WHAT THE EXERCISE ASKS: Lines before the one containing "One point belongs on each instance of the eyeglasses." are left out; output the rest of the data exactly, through the final line.

Excerpts from a dataset:
>>>

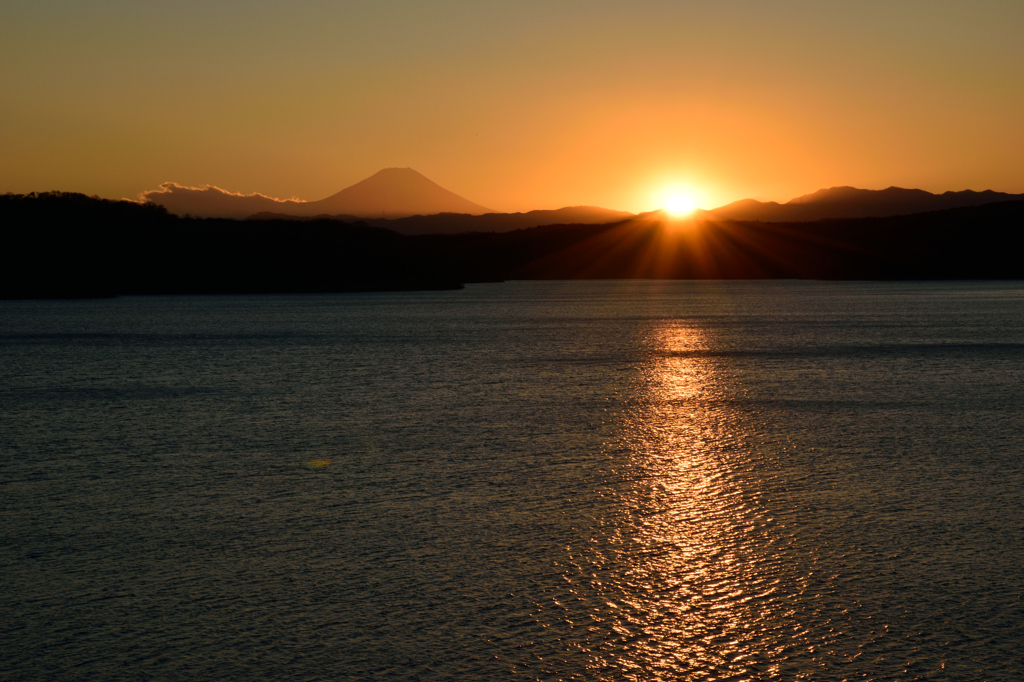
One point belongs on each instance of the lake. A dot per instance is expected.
(541, 480)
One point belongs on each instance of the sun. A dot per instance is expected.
(679, 205)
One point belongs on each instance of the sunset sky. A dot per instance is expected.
(515, 105)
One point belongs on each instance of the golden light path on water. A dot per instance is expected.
(687, 578)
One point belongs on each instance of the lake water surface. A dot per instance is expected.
(592, 480)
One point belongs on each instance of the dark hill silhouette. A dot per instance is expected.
(854, 203)
(454, 223)
(58, 245)
(392, 192)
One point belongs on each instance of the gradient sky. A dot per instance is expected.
(516, 104)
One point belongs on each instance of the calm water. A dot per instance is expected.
(538, 480)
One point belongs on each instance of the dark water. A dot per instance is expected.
(544, 480)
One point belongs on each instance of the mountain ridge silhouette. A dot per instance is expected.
(847, 202)
(388, 193)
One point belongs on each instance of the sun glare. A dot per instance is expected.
(679, 205)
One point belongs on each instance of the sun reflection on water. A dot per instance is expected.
(682, 580)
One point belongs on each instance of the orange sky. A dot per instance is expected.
(515, 105)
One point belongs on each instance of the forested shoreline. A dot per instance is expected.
(61, 245)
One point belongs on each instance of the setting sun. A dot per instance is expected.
(679, 205)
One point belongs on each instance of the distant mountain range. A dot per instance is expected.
(390, 193)
(454, 223)
(854, 203)
(62, 245)
(407, 202)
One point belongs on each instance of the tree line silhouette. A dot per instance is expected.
(64, 245)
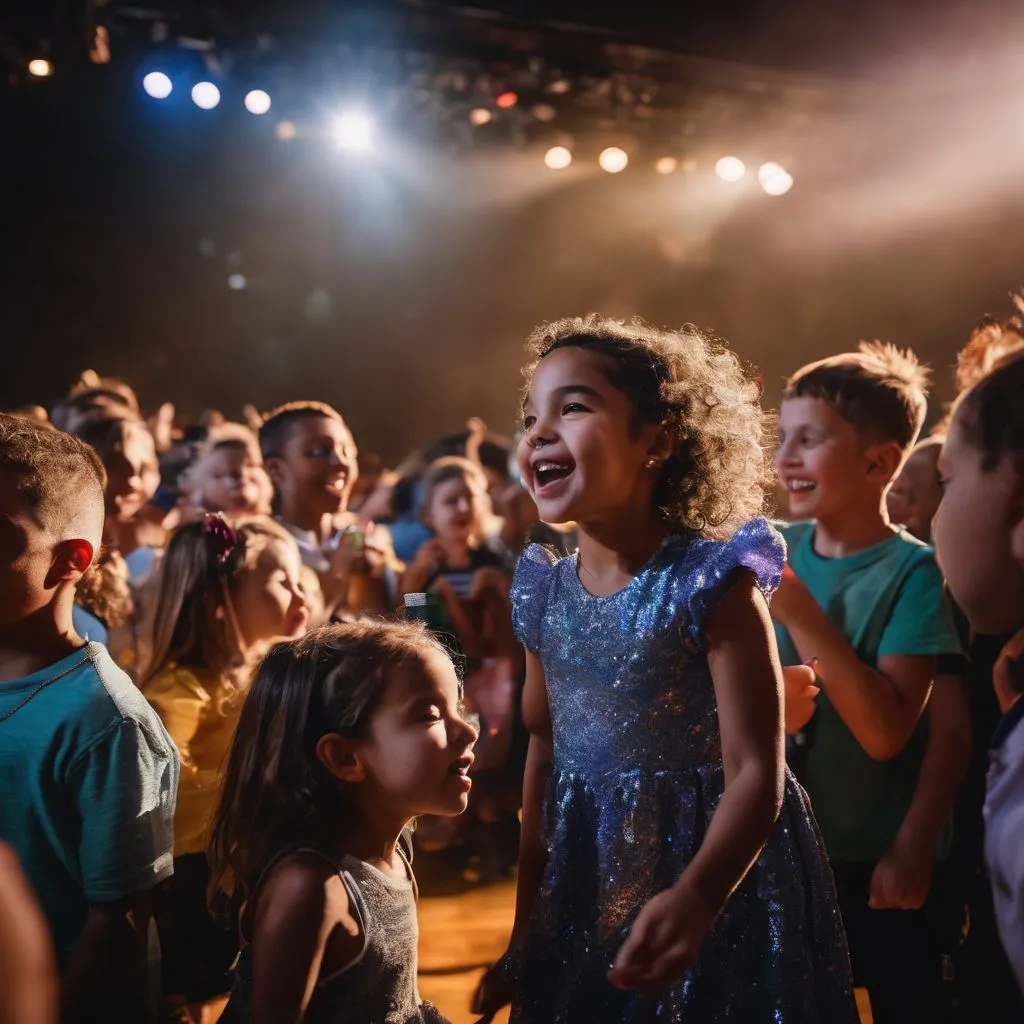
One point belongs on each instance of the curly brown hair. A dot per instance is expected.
(693, 385)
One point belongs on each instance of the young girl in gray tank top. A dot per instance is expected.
(345, 736)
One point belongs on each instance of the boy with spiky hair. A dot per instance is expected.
(88, 775)
(864, 602)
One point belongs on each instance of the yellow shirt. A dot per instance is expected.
(202, 723)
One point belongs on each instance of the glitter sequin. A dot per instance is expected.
(637, 776)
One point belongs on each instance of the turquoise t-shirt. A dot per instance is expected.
(88, 780)
(886, 600)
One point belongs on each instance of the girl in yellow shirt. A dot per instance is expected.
(224, 592)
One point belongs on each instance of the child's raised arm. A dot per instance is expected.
(666, 939)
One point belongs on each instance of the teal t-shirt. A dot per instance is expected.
(886, 600)
(88, 780)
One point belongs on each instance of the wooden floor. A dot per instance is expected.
(460, 935)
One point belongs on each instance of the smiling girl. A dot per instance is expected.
(675, 850)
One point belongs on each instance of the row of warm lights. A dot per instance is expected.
(205, 95)
(773, 178)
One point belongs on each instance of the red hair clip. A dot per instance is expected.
(221, 538)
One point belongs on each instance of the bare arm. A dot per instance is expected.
(944, 764)
(302, 908)
(113, 945)
(748, 681)
(667, 936)
(881, 707)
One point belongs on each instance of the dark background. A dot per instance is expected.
(400, 289)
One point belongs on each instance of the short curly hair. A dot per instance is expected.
(690, 382)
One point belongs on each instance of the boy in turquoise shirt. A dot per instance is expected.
(88, 775)
(864, 602)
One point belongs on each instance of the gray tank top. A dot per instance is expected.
(380, 985)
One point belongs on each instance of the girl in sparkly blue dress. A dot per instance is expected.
(671, 869)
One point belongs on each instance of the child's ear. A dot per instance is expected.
(884, 461)
(71, 559)
(339, 756)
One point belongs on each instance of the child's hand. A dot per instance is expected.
(494, 992)
(665, 940)
(798, 697)
(790, 599)
(901, 879)
(1008, 665)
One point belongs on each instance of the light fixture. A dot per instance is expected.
(774, 179)
(730, 169)
(158, 85)
(353, 131)
(206, 95)
(613, 160)
(558, 158)
(257, 101)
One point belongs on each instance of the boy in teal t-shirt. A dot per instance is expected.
(88, 775)
(864, 604)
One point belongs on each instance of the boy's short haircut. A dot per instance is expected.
(57, 474)
(276, 426)
(452, 467)
(880, 390)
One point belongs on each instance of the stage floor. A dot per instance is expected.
(461, 934)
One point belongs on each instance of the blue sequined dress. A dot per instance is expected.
(637, 775)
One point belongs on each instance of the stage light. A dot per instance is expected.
(158, 85)
(558, 158)
(206, 95)
(774, 178)
(613, 160)
(730, 169)
(257, 101)
(354, 132)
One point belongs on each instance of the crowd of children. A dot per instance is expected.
(749, 757)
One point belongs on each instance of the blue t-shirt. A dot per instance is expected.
(887, 599)
(88, 778)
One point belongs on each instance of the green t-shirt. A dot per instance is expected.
(886, 600)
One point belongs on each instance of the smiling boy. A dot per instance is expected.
(865, 601)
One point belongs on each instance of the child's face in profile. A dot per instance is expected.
(979, 535)
(318, 467)
(268, 599)
(132, 474)
(229, 479)
(418, 754)
(913, 498)
(457, 510)
(821, 461)
(580, 455)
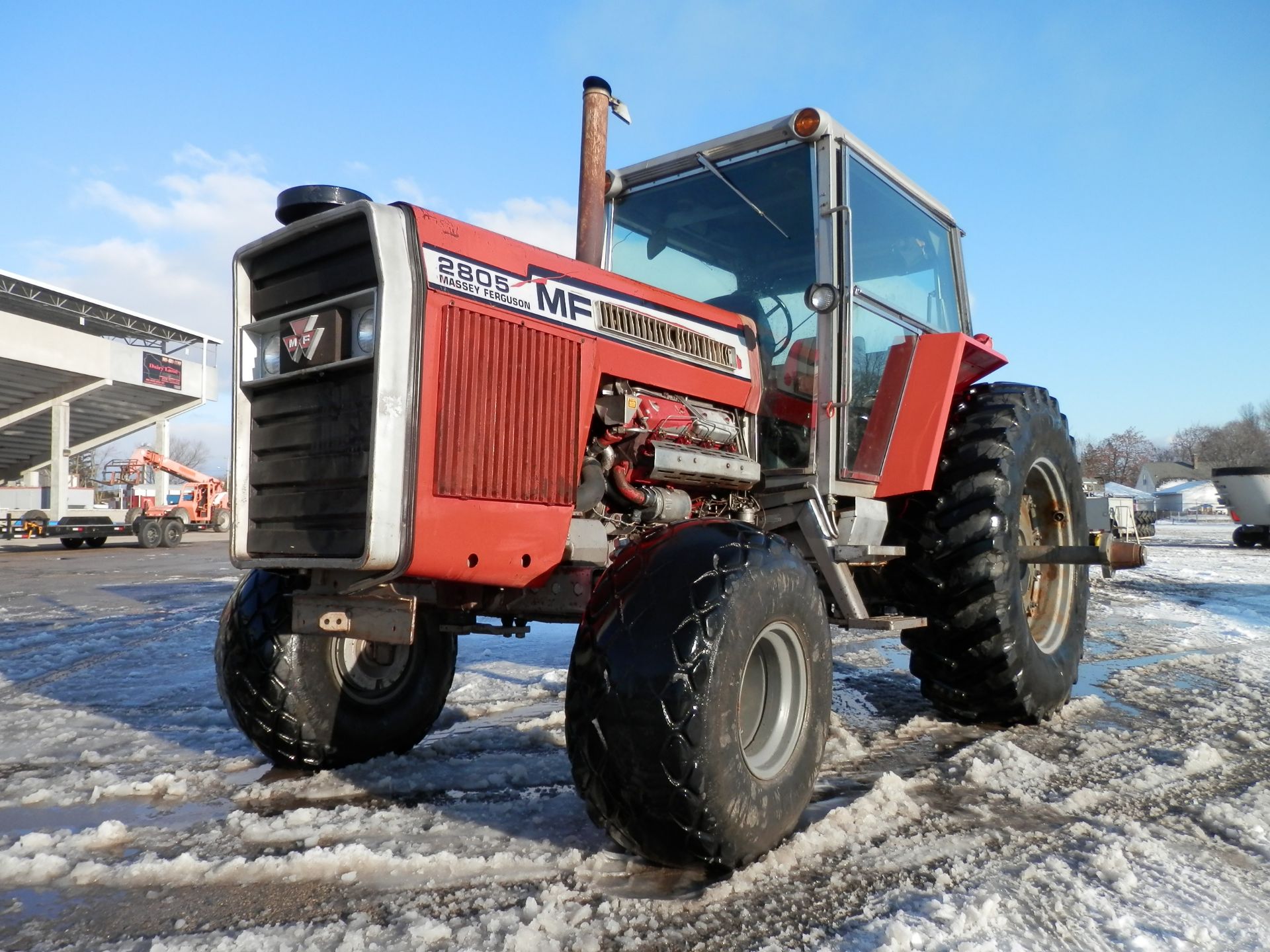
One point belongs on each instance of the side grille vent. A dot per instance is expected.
(666, 335)
(507, 427)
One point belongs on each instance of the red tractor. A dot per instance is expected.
(748, 412)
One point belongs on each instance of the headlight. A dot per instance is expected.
(272, 353)
(366, 332)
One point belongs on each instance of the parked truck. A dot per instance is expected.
(204, 502)
(1245, 492)
(751, 409)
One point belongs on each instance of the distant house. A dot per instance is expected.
(1156, 476)
(1193, 496)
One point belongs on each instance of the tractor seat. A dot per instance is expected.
(799, 375)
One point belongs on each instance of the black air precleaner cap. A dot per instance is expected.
(302, 201)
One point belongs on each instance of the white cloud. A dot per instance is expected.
(550, 223)
(409, 190)
(226, 200)
(192, 221)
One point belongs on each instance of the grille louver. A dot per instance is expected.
(508, 411)
(666, 335)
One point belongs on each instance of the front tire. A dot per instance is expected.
(698, 695)
(1003, 639)
(149, 532)
(172, 532)
(319, 702)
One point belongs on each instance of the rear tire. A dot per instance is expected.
(319, 702)
(698, 695)
(149, 534)
(1003, 639)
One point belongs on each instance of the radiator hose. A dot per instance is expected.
(591, 488)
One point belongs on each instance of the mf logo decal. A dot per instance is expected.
(304, 338)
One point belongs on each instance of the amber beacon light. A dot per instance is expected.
(807, 122)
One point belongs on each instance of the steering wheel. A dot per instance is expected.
(789, 324)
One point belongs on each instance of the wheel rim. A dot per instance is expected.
(1046, 520)
(771, 706)
(371, 672)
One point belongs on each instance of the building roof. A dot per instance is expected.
(1184, 487)
(67, 309)
(1119, 489)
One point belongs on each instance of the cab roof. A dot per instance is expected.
(766, 135)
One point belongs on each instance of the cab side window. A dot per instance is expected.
(900, 254)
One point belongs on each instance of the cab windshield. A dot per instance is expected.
(698, 238)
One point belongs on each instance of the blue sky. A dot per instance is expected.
(1107, 160)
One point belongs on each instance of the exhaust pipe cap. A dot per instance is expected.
(302, 201)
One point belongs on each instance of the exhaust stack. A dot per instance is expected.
(597, 99)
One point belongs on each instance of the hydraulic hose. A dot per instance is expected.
(591, 488)
(622, 484)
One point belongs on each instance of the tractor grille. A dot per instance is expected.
(310, 451)
(666, 335)
(508, 414)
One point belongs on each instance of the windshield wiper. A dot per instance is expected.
(741, 194)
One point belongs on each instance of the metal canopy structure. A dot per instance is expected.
(77, 374)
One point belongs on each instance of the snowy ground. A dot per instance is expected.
(135, 816)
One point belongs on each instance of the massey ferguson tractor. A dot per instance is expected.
(748, 412)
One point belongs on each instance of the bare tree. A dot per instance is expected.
(1188, 444)
(1119, 457)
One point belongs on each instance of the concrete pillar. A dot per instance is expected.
(161, 477)
(60, 454)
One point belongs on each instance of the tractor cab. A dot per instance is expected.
(839, 259)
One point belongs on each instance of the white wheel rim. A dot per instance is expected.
(1048, 592)
(771, 705)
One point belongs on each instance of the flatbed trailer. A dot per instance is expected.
(75, 531)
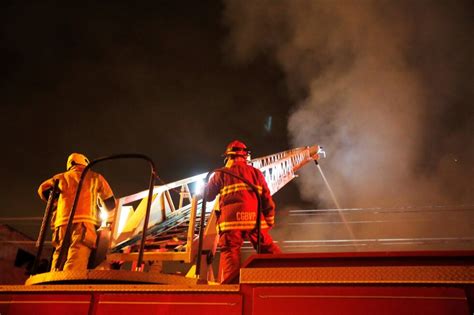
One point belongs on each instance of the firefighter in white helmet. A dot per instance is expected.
(86, 219)
(238, 207)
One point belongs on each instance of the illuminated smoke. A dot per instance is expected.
(384, 86)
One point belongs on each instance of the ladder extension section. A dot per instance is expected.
(174, 226)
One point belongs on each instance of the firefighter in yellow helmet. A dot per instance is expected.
(86, 218)
(238, 208)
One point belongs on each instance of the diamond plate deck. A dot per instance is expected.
(360, 274)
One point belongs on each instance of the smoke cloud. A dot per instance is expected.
(384, 86)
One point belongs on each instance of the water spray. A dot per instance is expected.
(322, 153)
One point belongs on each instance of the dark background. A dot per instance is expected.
(178, 80)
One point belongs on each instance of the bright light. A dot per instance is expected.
(103, 217)
(125, 213)
(199, 187)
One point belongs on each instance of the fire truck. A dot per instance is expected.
(158, 258)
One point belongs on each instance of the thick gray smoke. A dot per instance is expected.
(384, 86)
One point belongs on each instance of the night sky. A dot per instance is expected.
(385, 86)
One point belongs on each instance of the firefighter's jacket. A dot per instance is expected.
(238, 203)
(94, 186)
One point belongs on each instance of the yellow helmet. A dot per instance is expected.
(75, 159)
(236, 148)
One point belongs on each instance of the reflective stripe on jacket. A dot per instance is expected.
(94, 186)
(238, 203)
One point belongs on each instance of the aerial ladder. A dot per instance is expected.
(163, 223)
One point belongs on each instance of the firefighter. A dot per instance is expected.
(238, 208)
(86, 219)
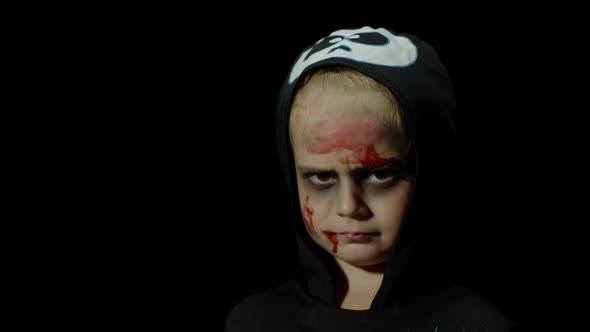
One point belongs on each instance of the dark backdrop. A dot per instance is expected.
(211, 224)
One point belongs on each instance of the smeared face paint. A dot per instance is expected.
(352, 193)
(308, 217)
(358, 136)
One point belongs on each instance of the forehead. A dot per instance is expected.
(333, 110)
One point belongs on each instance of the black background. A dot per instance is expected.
(202, 217)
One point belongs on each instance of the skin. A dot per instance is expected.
(351, 196)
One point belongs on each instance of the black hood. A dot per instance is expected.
(413, 72)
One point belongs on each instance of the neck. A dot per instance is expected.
(357, 285)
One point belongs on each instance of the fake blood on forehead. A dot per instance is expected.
(356, 135)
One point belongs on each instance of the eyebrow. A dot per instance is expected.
(307, 170)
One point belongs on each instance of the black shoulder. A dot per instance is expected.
(263, 311)
(476, 311)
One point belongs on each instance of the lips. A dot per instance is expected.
(352, 236)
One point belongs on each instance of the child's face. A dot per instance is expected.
(352, 195)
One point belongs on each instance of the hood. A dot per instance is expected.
(413, 72)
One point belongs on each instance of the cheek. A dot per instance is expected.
(389, 210)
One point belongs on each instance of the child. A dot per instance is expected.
(365, 137)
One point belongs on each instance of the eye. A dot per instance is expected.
(380, 177)
(323, 179)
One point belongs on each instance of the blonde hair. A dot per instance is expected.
(352, 80)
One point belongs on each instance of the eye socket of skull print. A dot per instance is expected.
(369, 45)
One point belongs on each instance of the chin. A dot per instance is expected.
(360, 258)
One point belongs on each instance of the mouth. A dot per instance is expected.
(352, 236)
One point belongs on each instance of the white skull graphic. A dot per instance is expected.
(369, 45)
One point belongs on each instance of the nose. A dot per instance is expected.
(350, 202)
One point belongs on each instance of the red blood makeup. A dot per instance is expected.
(356, 135)
(308, 216)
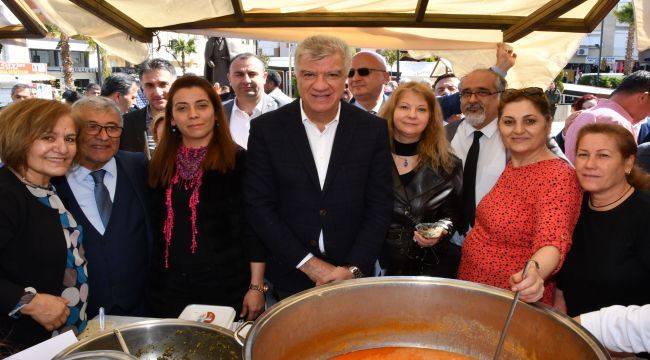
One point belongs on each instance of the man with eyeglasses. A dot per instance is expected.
(247, 78)
(122, 89)
(476, 140)
(366, 79)
(107, 194)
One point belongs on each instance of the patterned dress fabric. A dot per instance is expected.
(75, 278)
(529, 207)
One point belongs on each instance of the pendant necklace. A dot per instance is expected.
(613, 202)
(29, 183)
(404, 151)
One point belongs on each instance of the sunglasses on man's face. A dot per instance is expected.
(531, 91)
(363, 71)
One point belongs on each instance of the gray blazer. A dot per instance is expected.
(268, 104)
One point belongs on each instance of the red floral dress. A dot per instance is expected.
(528, 208)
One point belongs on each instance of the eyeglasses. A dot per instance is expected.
(480, 93)
(113, 131)
(531, 91)
(363, 71)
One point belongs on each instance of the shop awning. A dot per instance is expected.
(545, 33)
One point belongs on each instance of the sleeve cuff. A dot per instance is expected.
(309, 256)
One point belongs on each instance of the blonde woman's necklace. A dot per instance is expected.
(29, 183)
(405, 152)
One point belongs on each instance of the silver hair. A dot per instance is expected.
(317, 47)
(377, 57)
(99, 104)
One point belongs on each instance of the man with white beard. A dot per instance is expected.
(476, 141)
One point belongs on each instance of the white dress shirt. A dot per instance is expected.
(619, 328)
(491, 158)
(83, 188)
(240, 123)
(321, 144)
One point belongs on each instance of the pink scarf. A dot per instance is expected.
(188, 174)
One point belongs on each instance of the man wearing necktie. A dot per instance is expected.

<<<

EXERCISE OUTPUT:
One point belongs on each instance of the eyeglasses. A dot per instance is expected.
(480, 93)
(113, 131)
(531, 91)
(363, 71)
One point belongs on each instance of the shop awning. A dot per instance is expected.
(545, 33)
One point belongs on each instance of the sleeve cuff. A dot per instance is expected.
(309, 256)
One point belongs on each instance of the blonde woman's necklace. A dot per instance is expected.
(29, 183)
(405, 152)
One point belongs on each instance of the silver hair. A dot per instance is expected.
(317, 47)
(377, 57)
(99, 104)
One point belongs on each instance of the man with white beard. A dot per instance is expected.
(476, 141)
One point belongs on each instance of the white dress shirt. A dot per instance is expected.
(619, 328)
(491, 158)
(83, 188)
(240, 123)
(321, 144)
One point belongs on each instance of the pink scarf. A dot per instance is expected.
(188, 174)
One point belongs on each instance of the man wearing necktie. A dot per instance is expected.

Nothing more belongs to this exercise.